■ **BRANO ESTRATTO**

____________

Regioni storiche, ambienti, città minori. L’Europa dei luoghi evocativi, Regioni che hanno alimentato movimenti artistici e religiosi, scuole di pensiero, correnti letterarie. Regioni divise da guerre sono ora riunite in un contesto europeo e rivolte a creazione di grandi macroregioni tra le quali quella alpina.

LE ALPI

La catena montuosa delle Alpi è il più importante ecosistema dell’Europa. Occupa una superficie di 190.912 kmq, ha una larghezza massima di 240 km, una lunghezza di 1.300, e si estende ad arco nei territori italiano, francese, svizzero, del Liechtenstein, tedesco, austriaco e sloveno.
Le Alpi sono tradizionalmente divise in tre sezioni: Alpi Occidentali, Alpi Centrali, Alpi Orientali.
L’altitudine media è di circa 1.300 m e la vetta più alta è il Monte Bianco (4810 m).

____________

Voci di annotazione con coordinate
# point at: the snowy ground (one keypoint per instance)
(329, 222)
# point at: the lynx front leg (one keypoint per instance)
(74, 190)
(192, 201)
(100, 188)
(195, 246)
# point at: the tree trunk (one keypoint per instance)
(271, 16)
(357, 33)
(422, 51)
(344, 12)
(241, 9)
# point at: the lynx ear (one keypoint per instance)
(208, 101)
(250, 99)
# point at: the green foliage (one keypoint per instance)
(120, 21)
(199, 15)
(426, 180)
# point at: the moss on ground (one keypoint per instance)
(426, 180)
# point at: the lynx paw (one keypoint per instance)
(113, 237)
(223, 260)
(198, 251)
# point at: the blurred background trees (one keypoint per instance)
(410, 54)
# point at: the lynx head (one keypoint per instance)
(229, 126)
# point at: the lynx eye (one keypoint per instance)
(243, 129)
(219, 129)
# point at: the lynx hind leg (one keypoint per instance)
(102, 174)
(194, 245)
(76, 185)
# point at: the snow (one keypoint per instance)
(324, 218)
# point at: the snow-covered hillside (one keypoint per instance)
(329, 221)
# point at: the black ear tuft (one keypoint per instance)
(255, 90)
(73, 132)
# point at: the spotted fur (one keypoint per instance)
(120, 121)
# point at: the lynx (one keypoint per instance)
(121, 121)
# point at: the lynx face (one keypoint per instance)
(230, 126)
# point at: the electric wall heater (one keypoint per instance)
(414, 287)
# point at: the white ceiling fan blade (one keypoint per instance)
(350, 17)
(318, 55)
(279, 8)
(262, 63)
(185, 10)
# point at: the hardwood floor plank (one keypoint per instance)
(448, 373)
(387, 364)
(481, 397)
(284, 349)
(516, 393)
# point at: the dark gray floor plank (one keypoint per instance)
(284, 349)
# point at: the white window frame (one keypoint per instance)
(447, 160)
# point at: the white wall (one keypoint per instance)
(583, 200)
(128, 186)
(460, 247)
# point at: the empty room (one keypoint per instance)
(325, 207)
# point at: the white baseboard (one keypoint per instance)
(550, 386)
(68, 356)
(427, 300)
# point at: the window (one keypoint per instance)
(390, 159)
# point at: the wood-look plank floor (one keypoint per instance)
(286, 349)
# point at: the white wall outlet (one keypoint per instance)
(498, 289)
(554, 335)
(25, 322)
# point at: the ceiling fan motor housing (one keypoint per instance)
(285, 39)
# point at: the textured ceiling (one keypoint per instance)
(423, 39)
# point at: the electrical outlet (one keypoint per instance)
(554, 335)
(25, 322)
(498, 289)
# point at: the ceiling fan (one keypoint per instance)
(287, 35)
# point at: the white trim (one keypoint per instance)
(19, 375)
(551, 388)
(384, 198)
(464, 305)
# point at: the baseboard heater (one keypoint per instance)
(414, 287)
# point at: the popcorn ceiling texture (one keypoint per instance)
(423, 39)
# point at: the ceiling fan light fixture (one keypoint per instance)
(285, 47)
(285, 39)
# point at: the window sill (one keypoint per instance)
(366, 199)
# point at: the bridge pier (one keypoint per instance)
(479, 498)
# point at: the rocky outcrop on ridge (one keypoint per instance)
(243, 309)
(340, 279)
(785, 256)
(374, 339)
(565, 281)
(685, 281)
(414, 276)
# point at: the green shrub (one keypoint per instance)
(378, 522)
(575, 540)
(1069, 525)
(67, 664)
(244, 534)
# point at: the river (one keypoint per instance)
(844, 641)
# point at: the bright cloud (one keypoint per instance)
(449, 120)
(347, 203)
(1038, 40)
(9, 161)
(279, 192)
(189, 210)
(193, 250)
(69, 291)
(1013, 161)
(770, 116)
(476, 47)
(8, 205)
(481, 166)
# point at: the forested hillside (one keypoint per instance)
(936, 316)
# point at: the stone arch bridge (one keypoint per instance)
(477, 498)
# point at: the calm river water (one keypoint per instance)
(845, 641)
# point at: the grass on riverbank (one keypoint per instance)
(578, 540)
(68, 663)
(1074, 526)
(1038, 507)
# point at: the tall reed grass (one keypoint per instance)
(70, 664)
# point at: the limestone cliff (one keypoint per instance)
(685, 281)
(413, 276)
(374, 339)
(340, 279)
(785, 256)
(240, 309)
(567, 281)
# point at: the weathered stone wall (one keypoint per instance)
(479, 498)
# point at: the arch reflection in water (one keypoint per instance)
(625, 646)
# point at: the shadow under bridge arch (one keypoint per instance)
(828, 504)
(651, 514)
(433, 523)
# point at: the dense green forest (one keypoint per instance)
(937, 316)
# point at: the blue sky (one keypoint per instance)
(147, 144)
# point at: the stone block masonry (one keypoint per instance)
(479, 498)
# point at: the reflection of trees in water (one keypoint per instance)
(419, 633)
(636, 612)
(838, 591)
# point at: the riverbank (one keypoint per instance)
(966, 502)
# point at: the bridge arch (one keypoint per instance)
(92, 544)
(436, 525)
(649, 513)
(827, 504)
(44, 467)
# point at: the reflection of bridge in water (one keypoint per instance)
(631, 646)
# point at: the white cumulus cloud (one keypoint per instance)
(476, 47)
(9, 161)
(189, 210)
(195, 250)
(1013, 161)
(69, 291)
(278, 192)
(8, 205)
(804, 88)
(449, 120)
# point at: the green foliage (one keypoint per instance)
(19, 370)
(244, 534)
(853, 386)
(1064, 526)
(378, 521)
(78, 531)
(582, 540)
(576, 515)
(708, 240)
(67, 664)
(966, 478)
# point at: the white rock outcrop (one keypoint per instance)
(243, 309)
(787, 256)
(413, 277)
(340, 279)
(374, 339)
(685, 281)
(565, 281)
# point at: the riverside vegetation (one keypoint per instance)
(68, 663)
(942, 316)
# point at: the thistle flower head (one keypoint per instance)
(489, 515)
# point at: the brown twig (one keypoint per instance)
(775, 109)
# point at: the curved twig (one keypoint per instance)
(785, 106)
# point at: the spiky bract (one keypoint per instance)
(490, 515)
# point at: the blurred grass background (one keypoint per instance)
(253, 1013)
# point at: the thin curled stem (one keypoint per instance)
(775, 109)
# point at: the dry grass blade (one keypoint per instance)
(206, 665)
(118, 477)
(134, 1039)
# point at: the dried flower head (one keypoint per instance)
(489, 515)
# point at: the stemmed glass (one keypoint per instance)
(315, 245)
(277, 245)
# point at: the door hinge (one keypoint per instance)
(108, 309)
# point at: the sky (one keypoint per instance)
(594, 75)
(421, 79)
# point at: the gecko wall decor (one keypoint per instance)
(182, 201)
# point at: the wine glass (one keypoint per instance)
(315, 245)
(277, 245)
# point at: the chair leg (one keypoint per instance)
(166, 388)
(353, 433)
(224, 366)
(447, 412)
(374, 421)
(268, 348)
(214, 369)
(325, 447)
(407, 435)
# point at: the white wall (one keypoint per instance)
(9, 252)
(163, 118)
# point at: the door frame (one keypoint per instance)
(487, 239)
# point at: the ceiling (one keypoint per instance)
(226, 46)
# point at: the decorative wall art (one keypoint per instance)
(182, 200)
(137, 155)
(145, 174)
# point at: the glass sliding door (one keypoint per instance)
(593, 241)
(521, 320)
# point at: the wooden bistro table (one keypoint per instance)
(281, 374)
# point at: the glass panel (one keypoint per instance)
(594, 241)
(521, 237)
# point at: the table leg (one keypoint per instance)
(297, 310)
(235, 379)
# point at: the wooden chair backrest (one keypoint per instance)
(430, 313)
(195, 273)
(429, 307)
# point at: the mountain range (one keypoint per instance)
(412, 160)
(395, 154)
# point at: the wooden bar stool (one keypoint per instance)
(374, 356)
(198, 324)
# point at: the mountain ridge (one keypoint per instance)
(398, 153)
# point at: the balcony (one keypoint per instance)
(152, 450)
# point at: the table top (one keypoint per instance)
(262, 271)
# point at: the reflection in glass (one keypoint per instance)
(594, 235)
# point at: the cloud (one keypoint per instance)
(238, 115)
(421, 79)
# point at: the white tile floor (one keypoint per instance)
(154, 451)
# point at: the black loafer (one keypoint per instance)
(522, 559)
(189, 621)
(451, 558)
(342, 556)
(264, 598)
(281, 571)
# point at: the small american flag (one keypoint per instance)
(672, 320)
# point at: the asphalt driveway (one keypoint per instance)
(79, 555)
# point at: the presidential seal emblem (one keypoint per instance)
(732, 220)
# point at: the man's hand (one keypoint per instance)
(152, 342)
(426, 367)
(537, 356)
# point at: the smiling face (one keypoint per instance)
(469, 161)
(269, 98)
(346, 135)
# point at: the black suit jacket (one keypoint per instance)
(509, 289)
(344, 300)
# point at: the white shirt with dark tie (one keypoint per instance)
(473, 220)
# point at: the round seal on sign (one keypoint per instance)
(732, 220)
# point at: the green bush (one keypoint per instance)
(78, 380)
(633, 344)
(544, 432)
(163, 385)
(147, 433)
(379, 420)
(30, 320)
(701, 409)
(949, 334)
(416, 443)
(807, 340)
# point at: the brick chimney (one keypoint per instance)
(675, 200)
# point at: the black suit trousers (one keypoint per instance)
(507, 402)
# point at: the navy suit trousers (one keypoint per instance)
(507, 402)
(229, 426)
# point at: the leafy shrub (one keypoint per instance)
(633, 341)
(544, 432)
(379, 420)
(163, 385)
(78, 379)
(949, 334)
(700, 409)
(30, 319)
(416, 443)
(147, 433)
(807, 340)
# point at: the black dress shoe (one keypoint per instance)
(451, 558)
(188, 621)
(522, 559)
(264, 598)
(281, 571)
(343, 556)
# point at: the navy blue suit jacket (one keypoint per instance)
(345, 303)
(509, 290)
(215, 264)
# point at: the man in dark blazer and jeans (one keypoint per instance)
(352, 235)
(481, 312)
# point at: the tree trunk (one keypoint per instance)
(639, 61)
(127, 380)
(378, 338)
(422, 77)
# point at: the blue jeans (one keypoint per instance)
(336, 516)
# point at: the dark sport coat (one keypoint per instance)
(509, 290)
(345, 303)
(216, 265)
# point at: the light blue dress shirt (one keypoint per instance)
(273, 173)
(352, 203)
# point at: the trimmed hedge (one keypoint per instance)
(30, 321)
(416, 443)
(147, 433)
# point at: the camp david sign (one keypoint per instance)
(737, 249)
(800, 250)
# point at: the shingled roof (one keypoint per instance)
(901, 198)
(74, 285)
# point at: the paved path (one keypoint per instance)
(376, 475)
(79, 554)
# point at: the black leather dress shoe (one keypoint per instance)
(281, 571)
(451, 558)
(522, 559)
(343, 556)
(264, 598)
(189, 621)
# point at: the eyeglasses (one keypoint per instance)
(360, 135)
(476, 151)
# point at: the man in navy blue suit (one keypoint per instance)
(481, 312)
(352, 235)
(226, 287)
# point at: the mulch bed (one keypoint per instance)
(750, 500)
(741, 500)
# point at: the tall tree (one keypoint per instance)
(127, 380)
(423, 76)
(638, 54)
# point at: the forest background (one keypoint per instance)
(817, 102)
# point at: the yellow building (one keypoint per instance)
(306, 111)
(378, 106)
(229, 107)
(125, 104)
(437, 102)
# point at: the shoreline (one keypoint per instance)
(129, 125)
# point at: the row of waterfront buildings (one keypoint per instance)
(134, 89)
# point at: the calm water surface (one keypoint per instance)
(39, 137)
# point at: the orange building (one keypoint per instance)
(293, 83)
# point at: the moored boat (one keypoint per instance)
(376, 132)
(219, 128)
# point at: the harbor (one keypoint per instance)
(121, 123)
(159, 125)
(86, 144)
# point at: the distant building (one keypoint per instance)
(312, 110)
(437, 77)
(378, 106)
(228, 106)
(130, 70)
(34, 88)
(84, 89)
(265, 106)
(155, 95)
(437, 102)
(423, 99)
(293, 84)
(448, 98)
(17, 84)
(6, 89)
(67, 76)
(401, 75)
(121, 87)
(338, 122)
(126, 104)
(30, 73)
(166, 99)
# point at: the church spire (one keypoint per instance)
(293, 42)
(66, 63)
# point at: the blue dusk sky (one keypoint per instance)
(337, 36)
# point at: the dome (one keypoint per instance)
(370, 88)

____________

■ **ESERCIZI PROPOSTI**
a: Secondo il brano sulle Alpi, qual è la vetta più alta della catena?
b: Ripeta fedelmente il tratto del brano sulle Alpi che si apre con le parole contenenti "La catena montuosa" e si chiude con "Bianco (4810 m).".
I record non hanno qui alcun ruolo.

■ **RISPOSTE ATTESE**
a: Il Monte Bianco, con i suoi 4810 m.

b:
La catena montuosa delle Alpi è il più importante ecosistema dell’Europa. Occupa una superficie di 190.912 kmq, ha una larghezza massima di 240 km, una lunghezza di 1.300, e si estende ad arco nei territori italiano, francese, svizzero, del Liechtenstein, tedesco, austriaco e sloveno.
Le Alpi sono tradizionalmente divise in tre sezioni: Alpi Occidentali, Alpi Centrali, Alpi Orientali.
L’altitudine media è di circa 1.300 m e la vetta più alta è il Monte Bianco (4810 m).